From: "Pavel Stehule" <pavel.steh...@gmail.com>
2014-08-13 13:59 GMT+02:00 MauMau <maumau...@gmail.com>:
Are you concerned about the impactof collection overhead on the queries
diagnosed? Maybe not light, but I'm optimistic. Oracle has the track
record of long use, and MySQL provides performance schema starting from
5.6.
partially, I afraid about total performance (about impact on IO) - when we
use a usual tables, then any analyses without indexes are slow, so you
need
a indexes, and we cannot deferred index update. You should thinking about
retention policy - and without partitioning you got massive deletes. So I
cannot to imagine a usage of table based solution together with some
higher
load. Our MVCC storage is not practical for storing only inserted data,
and
some custom storage has no indexes - so this design is relative big
project.
I prefer a possibility to read log via SQL (maybe some FDW) than use
tables
for storing log. These tables can be relative very large in few days - and
we cannot to write specialized engine like MySQL simply.
I didn't mean performance statistics data to be stored in database tables.
I just meant:
* pg_stat_system_events is a view to show data on memory, which returns one
row for each event across the system. This is similar to V$SYSTEM_EVENT in
Oracle.
* pg_stat_session_events is a view to show data on memory, which returns one
row for each event on one session. This is similar to V$SESSION_EVENT in
Oracle.
* The above views represent the current accumulated data like other
pg_stat_xxx views.
* EXPLAIN ANALYZE and auto_explain shows all events for one query. The lock
waits you are trying to record in the server log is one of the events.

■ What to do
Reproduce the mailing-list message between "I didn't mean" and "of the events.", inclusive, without altering anything.

■ Data extract

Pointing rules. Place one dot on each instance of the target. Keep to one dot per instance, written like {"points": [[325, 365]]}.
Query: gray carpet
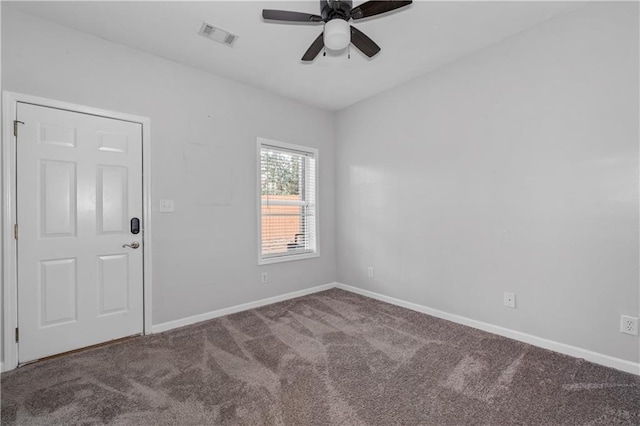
{"points": [[332, 358]]}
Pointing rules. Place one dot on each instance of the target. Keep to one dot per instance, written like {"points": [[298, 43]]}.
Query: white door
{"points": [[79, 184]]}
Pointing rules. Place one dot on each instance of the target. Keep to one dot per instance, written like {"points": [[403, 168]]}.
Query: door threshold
{"points": [[79, 350]]}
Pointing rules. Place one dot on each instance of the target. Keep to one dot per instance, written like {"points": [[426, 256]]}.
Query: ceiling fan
{"points": [[336, 14]]}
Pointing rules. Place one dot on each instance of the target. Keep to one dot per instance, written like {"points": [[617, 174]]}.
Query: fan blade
{"points": [[285, 15], [375, 7], [363, 43], [314, 49]]}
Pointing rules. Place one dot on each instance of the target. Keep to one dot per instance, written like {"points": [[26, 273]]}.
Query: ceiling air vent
{"points": [[217, 34]]}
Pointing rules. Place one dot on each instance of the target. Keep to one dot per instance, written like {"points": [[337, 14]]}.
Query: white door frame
{"points": [[9, 248]]}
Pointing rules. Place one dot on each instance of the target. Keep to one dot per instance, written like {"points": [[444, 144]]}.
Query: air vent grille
{"points": [[217, 34]]}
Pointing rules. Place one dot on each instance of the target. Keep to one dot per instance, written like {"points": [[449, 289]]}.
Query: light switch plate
{"points": [[166, 206]]}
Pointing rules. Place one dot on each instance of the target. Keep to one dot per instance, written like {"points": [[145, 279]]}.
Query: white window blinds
{"points": [[287, 214]]}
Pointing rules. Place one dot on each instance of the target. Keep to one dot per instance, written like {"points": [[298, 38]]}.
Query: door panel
{"points": [[79, 182]]}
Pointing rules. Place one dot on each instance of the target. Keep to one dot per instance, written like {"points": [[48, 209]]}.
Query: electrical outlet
{"points": [[509, 299], [629, 325]]}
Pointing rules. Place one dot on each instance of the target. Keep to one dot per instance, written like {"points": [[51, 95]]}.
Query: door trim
{"points": [[10, 102]]}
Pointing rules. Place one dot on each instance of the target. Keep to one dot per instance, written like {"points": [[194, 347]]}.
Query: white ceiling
{"points": [[414, 40]]}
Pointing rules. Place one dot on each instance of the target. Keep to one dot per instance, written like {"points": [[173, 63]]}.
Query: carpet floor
{"points": [[331, 358]]}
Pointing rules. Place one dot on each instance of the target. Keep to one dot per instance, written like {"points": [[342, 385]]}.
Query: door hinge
{"points": [[15, 127]]}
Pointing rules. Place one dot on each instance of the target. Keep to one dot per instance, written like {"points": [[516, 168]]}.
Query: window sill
{"points": [[287, 258]]}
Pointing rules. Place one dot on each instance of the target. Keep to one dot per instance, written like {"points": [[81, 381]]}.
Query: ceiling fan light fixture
{"points": [[337, 34]]}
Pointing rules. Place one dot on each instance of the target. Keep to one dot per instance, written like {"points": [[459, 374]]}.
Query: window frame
{"points": [[262, 142]]}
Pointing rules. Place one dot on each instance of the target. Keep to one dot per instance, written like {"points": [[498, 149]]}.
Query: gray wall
{"points": [[513, 169], [203, 136]]}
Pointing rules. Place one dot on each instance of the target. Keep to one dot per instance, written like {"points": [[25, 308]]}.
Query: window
{"points": [[287, 213]]}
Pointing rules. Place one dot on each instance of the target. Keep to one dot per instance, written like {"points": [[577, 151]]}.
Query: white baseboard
{"points": [[595, 357], [165, 326]]}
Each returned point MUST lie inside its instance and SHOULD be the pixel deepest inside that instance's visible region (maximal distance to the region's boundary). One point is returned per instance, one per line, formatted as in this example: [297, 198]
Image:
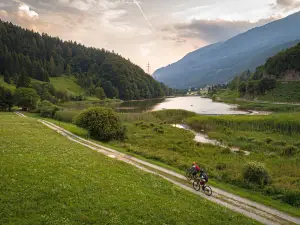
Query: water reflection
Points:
[195, 104]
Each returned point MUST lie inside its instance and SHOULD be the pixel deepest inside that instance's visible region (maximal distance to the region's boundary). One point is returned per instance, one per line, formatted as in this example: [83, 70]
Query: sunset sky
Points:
[155, 31]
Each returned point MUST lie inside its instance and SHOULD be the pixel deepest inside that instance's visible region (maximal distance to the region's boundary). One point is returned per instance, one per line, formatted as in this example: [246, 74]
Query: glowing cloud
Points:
[25, 10]
[138, 5]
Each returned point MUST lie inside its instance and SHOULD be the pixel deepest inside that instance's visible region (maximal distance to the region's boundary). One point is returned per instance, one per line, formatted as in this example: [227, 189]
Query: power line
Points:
[148, 68]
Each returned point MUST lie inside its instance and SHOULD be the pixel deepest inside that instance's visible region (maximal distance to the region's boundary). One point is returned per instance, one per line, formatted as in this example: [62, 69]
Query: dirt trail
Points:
[259, 212]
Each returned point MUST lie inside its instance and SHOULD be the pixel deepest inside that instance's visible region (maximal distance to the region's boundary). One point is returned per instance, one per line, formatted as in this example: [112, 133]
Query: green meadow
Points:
[47, 179]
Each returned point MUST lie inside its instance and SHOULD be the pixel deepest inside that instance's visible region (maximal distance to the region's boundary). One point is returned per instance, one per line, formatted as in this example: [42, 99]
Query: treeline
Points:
[265, 77]
[250, 84]
[288, 59]
[26, 54]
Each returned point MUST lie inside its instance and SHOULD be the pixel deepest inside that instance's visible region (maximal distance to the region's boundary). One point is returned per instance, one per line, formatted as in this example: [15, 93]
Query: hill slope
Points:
[218, 63]
[277, 80]
[26, 53]
[65, 183]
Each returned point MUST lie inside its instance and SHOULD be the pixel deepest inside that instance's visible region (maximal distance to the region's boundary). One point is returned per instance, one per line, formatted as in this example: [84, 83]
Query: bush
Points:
[292, 198]
[226, 151]
[268, 140]
[102, 123]
[221, 166]
[66, 116]
[214, 98]
[255, 172]
[289, 151]
[47, 109]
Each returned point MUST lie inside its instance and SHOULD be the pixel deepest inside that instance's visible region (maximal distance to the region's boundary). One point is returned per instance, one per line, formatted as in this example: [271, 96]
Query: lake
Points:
[192, 103]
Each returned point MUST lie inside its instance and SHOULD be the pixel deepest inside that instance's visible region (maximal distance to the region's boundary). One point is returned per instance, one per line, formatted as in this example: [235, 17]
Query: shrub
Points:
[255, 172]
[226, 151]
[297, 144]
[279, 143]
[289, 151]
[292, 198]
[66, 116]
[214, 98]
[268, 140]
[221, 166]
[47, 109]
[26, 98]
[102, 123]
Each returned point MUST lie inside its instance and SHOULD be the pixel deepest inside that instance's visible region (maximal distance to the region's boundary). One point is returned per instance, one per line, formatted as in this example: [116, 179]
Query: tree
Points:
[102, 123]
[41, 56]
[6, 99]
[109, 89]
[26, 98]
[47, 109]
[100, 93]
[23, 80]
[6, 77]
[68, 70]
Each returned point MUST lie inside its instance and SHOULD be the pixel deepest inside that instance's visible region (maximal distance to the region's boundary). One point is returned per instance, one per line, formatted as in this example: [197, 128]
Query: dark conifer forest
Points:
[25, 54]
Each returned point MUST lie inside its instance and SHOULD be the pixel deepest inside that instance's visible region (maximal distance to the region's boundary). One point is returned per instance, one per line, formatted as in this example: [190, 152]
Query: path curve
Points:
[259, 212]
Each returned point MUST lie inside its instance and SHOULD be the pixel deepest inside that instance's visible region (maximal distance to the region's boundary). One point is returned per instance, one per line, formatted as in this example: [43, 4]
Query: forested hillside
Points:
[25, 54]
[217, 63]
[278, 79]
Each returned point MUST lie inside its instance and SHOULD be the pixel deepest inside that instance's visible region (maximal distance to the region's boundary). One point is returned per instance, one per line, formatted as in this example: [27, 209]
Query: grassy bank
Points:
[151, 138]
[232, 97]
[54, 181]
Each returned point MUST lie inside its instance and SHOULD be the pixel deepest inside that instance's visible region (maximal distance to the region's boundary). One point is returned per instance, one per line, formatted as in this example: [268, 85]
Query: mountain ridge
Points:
[219, 62]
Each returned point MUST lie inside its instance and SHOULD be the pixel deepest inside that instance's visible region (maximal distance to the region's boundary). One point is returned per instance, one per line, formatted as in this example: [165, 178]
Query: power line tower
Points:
[148, 68]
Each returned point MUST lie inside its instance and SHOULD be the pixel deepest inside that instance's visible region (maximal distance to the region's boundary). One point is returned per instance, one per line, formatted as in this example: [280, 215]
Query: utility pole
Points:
[148, 68]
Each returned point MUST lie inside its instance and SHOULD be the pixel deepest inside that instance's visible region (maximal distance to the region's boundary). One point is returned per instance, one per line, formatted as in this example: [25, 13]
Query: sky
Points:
[156, 31]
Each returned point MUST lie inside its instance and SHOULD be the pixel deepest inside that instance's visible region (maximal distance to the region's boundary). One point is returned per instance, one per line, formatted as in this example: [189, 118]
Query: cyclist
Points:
[195, 169]
[203, 177]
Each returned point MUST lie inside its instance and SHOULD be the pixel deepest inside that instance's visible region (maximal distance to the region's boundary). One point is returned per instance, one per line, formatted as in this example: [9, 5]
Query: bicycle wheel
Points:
[188, 175]
[207, 190]
[196, 185]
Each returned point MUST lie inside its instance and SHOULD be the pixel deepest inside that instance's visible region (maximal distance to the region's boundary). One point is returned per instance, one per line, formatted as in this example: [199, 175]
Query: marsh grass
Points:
[47, 179]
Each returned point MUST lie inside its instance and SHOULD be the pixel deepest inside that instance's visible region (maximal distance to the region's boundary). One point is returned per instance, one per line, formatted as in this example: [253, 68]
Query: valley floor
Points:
[246, 207]
[47, 179]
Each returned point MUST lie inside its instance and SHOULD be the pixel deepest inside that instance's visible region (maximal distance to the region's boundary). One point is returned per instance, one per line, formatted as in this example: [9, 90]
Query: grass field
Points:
[175, 149]
[66, 83]
[6, 85]
[54, 181]
[284, 92]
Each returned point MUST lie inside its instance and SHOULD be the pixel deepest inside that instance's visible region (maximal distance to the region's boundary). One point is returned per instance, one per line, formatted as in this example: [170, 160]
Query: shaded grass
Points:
[284, 92]
[54, 181]
[6, 85]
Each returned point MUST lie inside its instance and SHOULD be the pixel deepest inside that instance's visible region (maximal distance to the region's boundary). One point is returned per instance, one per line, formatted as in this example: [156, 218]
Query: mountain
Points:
[276, 80]
[220, 62]
[25, 54]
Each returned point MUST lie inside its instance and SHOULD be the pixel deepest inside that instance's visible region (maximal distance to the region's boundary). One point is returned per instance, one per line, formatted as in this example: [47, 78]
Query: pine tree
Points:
[6, 77]
[23, 80]
[52, 66]
[68, 70]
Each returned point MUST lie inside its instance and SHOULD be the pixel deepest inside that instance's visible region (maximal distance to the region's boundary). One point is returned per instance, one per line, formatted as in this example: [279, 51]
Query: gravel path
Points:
[259, 212]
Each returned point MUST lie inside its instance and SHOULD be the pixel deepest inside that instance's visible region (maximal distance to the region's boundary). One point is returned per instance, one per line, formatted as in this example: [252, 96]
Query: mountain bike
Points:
[189, 174]
[199, 183]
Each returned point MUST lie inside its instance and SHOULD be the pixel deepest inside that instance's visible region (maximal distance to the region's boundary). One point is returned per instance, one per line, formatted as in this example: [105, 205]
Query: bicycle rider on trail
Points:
[196, 168]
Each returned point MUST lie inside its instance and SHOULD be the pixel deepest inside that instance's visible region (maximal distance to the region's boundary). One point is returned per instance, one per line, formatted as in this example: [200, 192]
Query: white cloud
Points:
[3, 14]
[24, 10]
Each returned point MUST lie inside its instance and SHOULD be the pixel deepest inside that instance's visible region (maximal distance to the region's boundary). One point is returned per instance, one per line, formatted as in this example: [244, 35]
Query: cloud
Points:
[211, 31]
[25, 11]
[3, 14]
[286, 5]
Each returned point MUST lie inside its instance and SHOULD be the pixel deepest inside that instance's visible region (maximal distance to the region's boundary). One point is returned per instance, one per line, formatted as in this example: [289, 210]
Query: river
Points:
[195, 104]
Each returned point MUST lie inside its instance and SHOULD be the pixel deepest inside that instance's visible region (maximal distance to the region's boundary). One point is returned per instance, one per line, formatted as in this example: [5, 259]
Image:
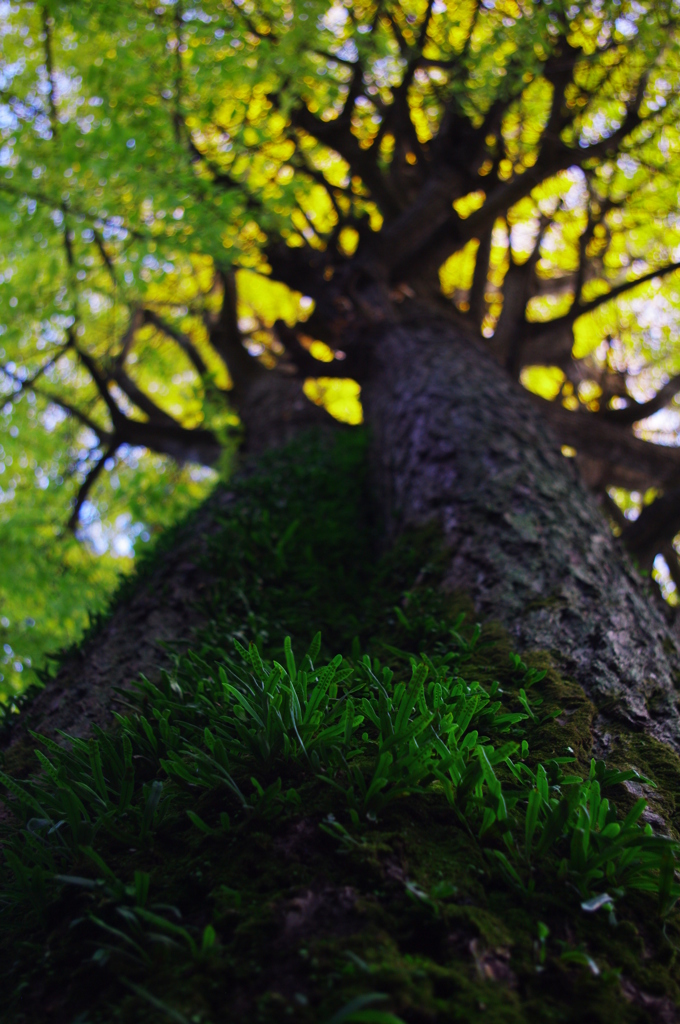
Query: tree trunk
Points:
[456, 440]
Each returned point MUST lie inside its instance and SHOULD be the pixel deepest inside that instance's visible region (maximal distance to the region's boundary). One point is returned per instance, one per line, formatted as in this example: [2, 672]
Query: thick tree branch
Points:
[551, 341]
[655, 526]
[87, 484]
[182, 340]
[641, 410]
[615, 456]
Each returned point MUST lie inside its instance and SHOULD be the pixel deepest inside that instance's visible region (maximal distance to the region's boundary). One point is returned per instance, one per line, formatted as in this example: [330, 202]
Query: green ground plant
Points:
[377, 836]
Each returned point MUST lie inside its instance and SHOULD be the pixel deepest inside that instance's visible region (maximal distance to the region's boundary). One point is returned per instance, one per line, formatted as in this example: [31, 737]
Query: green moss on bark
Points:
[405, 912]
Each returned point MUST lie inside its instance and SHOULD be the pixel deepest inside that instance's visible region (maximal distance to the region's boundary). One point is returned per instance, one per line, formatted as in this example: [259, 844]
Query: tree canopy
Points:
[194, 197]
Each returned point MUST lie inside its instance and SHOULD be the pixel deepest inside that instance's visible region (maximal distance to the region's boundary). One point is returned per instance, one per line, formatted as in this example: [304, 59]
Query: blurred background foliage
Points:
[144, 145]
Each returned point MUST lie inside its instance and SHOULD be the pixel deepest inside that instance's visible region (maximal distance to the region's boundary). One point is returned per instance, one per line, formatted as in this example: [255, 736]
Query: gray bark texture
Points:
[456, 440]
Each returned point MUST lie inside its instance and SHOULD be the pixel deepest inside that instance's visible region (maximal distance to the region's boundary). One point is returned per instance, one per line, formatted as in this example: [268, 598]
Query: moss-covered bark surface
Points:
[181, 881]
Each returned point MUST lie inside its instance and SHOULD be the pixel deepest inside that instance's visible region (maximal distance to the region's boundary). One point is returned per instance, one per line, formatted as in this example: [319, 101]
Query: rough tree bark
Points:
[457, 440]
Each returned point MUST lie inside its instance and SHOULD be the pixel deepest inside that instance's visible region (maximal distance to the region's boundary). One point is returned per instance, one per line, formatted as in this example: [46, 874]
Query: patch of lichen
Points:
[411, 911]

■ Expected answer
I didn't mean performance statistics data to be stored in database tables.
I just meant:
* pg_stat_system_events is a view to show data on memory, which returns one
row for each event across the system. This is similar to V$SYSTEM_EVENT in
Oracle.
* pg_stat_session_events is a view to show data on memory, which returns one
row for each event on one session. This is similar to V$SESSION_EVENT in
Oracle.
* The above views represent the current accumulated data like other
pg_stat_xxx views.
* EXPLAIN ANALYZE and auto_explain shows all events for one query. The lock
waits you are trying to record in the server log is one of the events.